• _EXTRACTED INFORMATION_:
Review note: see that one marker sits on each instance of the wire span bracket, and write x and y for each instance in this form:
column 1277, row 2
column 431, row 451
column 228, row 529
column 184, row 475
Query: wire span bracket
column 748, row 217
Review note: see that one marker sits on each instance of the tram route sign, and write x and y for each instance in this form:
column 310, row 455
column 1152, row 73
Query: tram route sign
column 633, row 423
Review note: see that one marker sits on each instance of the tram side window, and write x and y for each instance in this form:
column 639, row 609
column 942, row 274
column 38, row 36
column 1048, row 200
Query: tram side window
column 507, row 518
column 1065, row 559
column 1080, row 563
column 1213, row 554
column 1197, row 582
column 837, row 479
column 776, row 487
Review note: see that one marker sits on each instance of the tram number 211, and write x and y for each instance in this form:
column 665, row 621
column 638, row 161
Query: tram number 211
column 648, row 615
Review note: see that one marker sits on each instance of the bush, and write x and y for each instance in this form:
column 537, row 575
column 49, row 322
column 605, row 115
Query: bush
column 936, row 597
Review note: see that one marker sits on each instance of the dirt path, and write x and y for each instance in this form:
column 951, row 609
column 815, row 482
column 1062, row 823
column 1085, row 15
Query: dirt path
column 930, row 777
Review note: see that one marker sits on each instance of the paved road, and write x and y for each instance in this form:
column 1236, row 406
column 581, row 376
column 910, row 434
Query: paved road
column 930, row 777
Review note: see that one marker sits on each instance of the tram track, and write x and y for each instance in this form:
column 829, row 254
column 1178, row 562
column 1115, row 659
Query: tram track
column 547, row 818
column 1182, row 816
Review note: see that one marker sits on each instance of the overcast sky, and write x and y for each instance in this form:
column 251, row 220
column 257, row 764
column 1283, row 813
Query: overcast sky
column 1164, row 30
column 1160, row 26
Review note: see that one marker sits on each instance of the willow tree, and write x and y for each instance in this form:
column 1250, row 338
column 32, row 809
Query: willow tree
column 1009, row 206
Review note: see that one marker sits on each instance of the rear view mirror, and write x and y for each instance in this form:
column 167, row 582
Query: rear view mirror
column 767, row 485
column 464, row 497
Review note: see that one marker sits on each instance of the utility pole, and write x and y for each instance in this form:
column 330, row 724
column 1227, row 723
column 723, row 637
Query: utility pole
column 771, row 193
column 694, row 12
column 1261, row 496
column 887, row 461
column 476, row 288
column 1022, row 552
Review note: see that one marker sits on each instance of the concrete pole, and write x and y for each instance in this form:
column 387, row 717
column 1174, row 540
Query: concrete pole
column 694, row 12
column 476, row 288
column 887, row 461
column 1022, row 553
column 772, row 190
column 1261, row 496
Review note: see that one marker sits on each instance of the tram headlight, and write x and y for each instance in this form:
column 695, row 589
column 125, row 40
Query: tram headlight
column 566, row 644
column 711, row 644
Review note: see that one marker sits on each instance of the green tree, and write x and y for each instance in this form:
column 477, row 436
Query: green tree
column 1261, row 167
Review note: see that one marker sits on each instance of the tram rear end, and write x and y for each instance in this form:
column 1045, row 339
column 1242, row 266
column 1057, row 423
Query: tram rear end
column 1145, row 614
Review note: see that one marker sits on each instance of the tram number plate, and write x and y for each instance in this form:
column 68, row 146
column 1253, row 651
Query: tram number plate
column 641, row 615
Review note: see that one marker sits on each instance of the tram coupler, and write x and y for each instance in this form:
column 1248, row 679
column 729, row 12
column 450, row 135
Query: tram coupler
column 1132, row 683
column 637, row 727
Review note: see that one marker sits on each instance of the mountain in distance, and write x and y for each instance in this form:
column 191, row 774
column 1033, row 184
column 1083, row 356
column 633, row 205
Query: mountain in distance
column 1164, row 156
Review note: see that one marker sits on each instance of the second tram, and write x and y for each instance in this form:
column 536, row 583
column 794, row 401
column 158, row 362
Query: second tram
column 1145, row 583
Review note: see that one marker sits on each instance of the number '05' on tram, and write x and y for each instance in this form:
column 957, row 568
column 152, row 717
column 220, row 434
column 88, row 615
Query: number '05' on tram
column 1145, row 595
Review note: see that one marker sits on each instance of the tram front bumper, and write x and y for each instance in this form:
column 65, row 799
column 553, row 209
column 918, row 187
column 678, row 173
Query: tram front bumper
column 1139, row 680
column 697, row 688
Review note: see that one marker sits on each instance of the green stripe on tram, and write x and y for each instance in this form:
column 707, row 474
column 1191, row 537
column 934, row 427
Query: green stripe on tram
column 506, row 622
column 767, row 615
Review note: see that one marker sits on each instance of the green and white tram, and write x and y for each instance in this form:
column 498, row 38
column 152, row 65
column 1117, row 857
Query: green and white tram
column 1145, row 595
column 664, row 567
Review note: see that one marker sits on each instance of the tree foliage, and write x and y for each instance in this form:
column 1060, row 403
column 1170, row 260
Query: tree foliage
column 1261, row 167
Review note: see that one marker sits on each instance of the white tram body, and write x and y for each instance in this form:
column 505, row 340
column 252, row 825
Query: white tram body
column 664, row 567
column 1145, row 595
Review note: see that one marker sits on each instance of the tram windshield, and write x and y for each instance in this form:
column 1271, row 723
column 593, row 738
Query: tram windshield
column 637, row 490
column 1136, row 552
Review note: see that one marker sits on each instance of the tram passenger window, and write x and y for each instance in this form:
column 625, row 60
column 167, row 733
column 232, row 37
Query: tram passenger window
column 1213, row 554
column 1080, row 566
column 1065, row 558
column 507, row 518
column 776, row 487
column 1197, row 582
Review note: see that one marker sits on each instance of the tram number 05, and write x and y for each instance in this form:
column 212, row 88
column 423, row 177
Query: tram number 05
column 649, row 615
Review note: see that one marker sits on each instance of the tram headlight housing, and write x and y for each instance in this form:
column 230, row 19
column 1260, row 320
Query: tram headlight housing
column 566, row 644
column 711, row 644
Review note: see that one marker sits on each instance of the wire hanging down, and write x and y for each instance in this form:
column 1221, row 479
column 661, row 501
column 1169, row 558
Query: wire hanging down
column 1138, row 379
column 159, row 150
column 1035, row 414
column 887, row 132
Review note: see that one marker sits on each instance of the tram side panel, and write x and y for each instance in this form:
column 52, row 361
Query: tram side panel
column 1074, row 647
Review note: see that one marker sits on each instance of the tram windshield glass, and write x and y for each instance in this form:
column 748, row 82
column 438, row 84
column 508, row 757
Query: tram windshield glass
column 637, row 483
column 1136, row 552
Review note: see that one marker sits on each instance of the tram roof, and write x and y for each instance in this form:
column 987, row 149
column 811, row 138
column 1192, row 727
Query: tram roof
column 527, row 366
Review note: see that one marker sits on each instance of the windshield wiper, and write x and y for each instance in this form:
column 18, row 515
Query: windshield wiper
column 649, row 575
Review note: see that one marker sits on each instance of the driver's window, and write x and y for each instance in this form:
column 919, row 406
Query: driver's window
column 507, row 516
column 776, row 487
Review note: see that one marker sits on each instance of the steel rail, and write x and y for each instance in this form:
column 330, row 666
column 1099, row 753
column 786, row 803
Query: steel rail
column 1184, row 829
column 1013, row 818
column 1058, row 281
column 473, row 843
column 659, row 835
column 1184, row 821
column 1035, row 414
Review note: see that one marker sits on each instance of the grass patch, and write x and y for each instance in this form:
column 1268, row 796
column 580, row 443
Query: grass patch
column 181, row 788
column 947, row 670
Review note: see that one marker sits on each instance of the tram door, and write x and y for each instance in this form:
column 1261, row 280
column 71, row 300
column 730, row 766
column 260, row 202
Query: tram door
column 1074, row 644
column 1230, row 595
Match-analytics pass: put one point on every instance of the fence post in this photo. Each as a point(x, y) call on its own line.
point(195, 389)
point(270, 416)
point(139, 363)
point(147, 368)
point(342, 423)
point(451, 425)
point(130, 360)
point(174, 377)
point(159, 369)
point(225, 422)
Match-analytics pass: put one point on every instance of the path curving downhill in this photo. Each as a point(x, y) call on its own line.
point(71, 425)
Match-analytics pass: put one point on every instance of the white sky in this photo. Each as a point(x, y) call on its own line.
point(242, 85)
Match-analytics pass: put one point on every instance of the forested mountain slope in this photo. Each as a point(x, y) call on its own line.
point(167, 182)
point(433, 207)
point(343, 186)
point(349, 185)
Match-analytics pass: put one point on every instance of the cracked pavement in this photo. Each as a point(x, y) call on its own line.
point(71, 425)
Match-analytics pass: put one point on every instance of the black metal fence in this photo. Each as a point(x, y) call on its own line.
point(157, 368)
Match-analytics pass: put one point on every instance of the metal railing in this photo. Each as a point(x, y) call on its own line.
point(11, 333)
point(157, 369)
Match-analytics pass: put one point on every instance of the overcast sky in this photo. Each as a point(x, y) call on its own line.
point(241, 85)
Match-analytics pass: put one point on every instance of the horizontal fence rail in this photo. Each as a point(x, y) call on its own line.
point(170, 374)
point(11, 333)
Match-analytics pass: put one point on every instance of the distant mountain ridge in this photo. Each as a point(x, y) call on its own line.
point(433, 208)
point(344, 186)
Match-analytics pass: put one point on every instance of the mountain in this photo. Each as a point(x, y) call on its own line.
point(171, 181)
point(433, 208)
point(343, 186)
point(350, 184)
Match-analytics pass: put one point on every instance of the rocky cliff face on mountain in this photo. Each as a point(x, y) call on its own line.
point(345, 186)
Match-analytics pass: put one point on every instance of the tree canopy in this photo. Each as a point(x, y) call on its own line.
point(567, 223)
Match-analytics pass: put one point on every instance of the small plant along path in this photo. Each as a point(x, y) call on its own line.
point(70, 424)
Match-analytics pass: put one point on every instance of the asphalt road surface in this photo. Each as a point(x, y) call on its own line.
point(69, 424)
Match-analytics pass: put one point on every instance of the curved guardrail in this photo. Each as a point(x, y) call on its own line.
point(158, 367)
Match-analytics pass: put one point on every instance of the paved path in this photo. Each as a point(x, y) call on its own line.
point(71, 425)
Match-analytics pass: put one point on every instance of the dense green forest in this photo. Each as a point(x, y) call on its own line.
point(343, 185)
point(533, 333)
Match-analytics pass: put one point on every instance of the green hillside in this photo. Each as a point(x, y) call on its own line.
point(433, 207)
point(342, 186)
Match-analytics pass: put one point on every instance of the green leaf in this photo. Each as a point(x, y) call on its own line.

• _REQUIRED ACTION_: In the listing above, start at the line with "column 536, row 583", go on through the line with "column 1117, row 857", and copy each of those lines exactly; leave out all the rest.

• _ANSWER TO THIS TASK_:
column 536, row 583
column 794, row 401
column 158, row 362
Query: second tram
column 1145, row 583
Review note: see that one marker sits on each instance of the number '05' on tram, and write x and y for each instance in this form:
column 957, row 568
column 152, row 717
column 220, row 434
column 88, row 615
Query: number '05' on tram
column 1145, row 595
Review note: see that one marker sits on each instance of the tram front bumper, and write x and y for each instance in this form:
column 65, row 799
column 553, row 209
column 918, row 187
column 678, row 173
Query: tram front bumper
column 1139, row 680
column 697, row 688
Review note: see that one marker sits on each instance of the green stripe on tram, and write x and y for each instance in this form:
column 707, row 474
column 1191, row 537
column 934, row 427
Query: green stripe on tram
column 506, row 622
column 767, row 615
Review note: see that one marker sits on each instance of the green and white tram, and write x and y for each instance in this form:
column 498, row 38
column 152, row 65
column 1117, row 857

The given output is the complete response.